Salin ulang seluruh entri di bawah ini tanpa mengubah apa pun.

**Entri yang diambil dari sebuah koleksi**

------------------------

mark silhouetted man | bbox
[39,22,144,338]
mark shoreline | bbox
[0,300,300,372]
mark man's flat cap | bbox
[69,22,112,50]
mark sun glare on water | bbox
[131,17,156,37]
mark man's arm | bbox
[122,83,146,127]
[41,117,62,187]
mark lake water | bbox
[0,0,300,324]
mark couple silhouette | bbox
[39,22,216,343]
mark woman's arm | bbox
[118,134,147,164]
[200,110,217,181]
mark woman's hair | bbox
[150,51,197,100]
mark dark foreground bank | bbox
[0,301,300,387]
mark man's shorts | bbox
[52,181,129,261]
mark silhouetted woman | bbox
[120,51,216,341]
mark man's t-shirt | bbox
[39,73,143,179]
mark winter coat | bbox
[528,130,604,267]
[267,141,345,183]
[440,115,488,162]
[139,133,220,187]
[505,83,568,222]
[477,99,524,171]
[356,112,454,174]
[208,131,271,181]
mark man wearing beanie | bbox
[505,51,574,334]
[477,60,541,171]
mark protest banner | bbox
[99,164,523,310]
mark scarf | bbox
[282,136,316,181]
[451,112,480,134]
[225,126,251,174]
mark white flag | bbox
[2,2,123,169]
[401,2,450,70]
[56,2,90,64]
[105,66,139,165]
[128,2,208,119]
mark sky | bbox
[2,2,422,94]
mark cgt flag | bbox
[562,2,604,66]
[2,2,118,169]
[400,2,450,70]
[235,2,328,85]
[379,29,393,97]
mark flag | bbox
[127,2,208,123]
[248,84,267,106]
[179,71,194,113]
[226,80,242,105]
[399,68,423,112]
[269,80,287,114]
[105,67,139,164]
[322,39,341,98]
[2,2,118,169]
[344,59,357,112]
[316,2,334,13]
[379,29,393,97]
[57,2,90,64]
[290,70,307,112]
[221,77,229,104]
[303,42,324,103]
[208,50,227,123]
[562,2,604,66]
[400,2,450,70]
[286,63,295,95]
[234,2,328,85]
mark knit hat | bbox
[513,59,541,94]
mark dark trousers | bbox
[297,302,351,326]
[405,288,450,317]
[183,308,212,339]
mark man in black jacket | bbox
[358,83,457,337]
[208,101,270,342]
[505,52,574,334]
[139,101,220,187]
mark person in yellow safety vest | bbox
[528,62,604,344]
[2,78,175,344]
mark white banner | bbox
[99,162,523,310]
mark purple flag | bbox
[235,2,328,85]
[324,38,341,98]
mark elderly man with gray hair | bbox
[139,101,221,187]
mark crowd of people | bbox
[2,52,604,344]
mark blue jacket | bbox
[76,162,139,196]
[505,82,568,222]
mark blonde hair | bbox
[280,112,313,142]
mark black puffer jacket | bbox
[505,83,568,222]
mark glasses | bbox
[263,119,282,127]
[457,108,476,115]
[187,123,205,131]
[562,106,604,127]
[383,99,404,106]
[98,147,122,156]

------------------------

**Penyelesaian Soal**
mark silhouetted man | bbox
[39,22,144,338]
mark shoreline | bbox
[0,300,300,372]
mark man's flat cap | bbox
[69,22,112,50]
mark sun glare on water | bbox
[131,17,156,37]
mark man's arm | bbox
[122,83,146,127]
[41,117,62,187]
mark lake water | bbox
[0,0,300,324]
mark couple silhouette | bbox
[39,22,216,343]
mark woman's arm | bbox
[118,134,147,164]
[200,110,217,181]
mark woman's hair | bbox
[150,51,197,100]
mark dark foreground bank | bbox
[0,301,300,387]
mark man's shorts | bbox
[52,181,129,261]
mark silhouetted woman | bbox
[120,51,216,341]
mark man's t-shirt | bbox
[39,73,143,179]
mark winter coat | bbox
[528,130,604,267]
[267,141,345,183]
[440,115,488,162]
[139,133,220,187]
[505,83,568,222]
[477,99,524,171]
[356,112,454,174]
[208,131,271,181]
mark man wearing beanie | bbox
[505,51,574,334]
[477,60,541,171]
mark protest banner | bbox
[99,164,523,310]
mark scarf | bbox
[282,136,316,181]
[451,112,480,134]
[225,126,251,174]
mark white flag | bbox
[2,2,123,169]
[401,2,450,70]
[56,2,90,64]
[105,66,139,165]
[128,2,208,119]
mark sky | bbox
[2,2,422,94]
mark cgt flag | bbox
[562,2,604,66]
[2,2,118,169]
[400,2,450,70]
[235,2,328,85]
[379,29,393,97]
mark flag | bbox
[127,2,208,123]
[248,84,267,106]
[179,71,194,113]
[226,80,242,105]
[399,68,423,112]
[269,80,287,114]
[105,67,139,164]
[322,39,341,98]
[2,2,118,169]
[344,59,357,112]
[316,2,334,13]
[379,29,393,97]
[57,2,90,64]
[290,70,307,112]
[221,77,229,104]
[303,42,324,103]
[208,50,227,123]
[562,2,604,66]
[400,2,450,70]
[286,63,295,95]
[234,2,328,85]
mark knit hat | bbox
[513,59,541,94]
mark dark trousers | bbox
[297,302,351,326]
[405,288,450,317]
[183,308,212,339]
mark man in black jacket | bbox
[358,83,457,337]
[208,101,270,342]
[505,52,574,334]
[139,101,220,187]
mark person in yellow safety vest | bbox
[528,62,604,344]
[2,78,175,344]
mark white banner | bbox
[99,162,523,310]
mark purple flag | bbox
[235,2,328,85]
[324,38,341,98]
mark elderly man with gray hair | bbox
[139,101,221,187]
mark crowd of people | bbox
[2,52,604,344]
mark blue jacket | bbox
[76,162,139,196]
[505,82,568,222]
mark blonde hair | bbox
[280,112,313,142]
mark black puffer jacket | bbox
[505,83,568,222]
mark glasses | bbox
[263,119,282,127]
[457,108,476,115]
[187,123,205,131]
[562,106,604,127]
[383,99,404,106]
[98,147,122,156]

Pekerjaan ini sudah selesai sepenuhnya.